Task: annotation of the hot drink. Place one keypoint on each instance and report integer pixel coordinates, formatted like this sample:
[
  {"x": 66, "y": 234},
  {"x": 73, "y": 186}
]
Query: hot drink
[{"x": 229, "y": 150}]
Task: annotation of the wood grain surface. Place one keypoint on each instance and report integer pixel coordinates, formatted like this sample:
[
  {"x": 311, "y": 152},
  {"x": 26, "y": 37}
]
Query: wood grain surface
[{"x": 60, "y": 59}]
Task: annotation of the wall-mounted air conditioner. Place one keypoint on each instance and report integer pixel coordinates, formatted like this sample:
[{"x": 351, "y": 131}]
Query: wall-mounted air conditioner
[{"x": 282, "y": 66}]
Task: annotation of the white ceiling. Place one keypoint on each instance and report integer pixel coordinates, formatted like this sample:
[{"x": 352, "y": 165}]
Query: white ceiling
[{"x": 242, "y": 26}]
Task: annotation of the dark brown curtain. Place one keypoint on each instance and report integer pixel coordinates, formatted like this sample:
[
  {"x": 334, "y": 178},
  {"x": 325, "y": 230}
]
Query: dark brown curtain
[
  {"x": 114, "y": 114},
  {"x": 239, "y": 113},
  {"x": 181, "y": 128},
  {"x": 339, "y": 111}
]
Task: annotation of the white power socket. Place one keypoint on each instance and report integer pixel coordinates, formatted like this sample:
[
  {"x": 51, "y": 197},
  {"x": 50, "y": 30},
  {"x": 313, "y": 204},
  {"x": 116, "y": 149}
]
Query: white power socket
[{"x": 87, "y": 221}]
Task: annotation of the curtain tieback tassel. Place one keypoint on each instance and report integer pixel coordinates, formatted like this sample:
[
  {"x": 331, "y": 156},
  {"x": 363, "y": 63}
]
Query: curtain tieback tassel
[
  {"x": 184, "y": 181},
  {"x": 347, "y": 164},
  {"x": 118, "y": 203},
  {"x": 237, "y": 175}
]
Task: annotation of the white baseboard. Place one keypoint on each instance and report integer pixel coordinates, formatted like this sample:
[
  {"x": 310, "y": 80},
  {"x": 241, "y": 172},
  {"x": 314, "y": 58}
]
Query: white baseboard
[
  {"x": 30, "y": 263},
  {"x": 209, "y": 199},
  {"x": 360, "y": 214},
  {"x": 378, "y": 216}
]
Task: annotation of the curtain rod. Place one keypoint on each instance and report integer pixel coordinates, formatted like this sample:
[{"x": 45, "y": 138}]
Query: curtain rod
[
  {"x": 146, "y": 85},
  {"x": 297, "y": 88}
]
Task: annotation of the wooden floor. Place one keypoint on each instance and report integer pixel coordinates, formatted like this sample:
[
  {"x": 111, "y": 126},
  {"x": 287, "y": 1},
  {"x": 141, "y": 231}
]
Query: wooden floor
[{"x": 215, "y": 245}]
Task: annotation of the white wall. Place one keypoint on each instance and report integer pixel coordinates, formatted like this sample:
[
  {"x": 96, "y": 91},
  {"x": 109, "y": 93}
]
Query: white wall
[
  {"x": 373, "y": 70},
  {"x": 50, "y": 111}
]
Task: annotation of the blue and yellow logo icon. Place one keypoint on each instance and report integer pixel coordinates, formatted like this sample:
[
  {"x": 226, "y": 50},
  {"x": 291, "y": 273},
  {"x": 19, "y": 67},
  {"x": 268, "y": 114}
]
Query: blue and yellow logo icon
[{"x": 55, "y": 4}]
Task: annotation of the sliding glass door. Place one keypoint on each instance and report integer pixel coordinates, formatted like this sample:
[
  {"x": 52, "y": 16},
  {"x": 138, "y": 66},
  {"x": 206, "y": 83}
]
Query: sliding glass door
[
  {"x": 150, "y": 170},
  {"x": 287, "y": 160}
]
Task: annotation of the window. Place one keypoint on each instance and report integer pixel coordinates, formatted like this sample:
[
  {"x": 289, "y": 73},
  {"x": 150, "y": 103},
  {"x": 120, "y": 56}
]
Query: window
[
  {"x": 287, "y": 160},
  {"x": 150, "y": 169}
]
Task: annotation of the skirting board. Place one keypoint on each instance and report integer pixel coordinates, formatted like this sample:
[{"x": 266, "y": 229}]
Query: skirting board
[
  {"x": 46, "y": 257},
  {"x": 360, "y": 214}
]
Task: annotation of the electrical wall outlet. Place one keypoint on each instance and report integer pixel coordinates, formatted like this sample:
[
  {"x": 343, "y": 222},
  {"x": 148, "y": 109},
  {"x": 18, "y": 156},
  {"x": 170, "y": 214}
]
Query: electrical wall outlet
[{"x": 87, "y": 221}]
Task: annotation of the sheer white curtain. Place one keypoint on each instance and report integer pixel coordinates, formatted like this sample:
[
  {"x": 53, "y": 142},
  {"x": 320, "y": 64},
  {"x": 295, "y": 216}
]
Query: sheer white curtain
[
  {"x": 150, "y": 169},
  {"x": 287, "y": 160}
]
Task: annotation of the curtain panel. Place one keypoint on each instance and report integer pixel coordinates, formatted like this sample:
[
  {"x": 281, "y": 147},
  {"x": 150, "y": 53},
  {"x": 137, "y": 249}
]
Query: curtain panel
--
### Task instructions
What is the number of lines above that contain "panel"? Answer with that number only.

### Response to the task
2